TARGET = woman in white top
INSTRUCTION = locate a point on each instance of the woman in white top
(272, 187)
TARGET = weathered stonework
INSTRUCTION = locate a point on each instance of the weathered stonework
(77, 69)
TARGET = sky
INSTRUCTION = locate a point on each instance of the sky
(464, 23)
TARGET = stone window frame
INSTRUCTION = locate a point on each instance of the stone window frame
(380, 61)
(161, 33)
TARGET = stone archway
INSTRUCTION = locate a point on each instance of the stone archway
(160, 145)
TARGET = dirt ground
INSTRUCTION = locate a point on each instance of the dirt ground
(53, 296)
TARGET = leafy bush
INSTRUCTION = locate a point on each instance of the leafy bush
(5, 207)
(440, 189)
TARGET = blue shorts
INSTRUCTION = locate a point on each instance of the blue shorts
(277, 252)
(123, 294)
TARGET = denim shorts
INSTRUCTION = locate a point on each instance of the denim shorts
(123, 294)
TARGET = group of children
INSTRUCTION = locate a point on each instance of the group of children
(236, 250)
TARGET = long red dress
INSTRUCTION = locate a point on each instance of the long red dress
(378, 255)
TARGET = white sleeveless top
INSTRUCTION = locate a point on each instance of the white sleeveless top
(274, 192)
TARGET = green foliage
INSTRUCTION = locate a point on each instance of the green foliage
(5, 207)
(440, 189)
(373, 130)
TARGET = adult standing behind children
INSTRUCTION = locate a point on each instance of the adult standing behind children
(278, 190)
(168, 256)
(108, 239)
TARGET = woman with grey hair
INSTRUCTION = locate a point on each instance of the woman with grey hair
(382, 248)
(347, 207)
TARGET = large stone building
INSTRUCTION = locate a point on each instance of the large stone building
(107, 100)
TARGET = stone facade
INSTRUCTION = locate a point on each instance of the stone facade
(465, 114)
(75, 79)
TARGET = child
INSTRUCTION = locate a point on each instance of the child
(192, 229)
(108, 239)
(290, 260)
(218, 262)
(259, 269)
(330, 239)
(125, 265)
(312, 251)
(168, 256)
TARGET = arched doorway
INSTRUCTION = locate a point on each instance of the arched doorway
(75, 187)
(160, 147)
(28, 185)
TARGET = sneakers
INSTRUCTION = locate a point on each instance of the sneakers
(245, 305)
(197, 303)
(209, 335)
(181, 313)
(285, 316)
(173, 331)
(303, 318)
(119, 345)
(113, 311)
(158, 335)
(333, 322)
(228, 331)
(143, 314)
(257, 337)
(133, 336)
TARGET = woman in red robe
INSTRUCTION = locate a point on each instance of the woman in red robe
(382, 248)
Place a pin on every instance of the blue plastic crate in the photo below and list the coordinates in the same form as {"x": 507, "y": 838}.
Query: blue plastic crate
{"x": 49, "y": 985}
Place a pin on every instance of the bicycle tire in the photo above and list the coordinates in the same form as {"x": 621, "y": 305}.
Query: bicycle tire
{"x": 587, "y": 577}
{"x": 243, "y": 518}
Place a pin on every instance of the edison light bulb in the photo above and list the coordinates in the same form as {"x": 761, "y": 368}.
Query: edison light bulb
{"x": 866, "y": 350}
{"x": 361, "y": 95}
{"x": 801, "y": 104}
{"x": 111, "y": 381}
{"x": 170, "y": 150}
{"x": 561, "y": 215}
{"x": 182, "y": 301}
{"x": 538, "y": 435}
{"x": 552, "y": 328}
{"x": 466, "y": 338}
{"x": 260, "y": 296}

Exercise:
For every line of the entries above that holds "list", add one to a tally, and report only the final count.

Output below:
3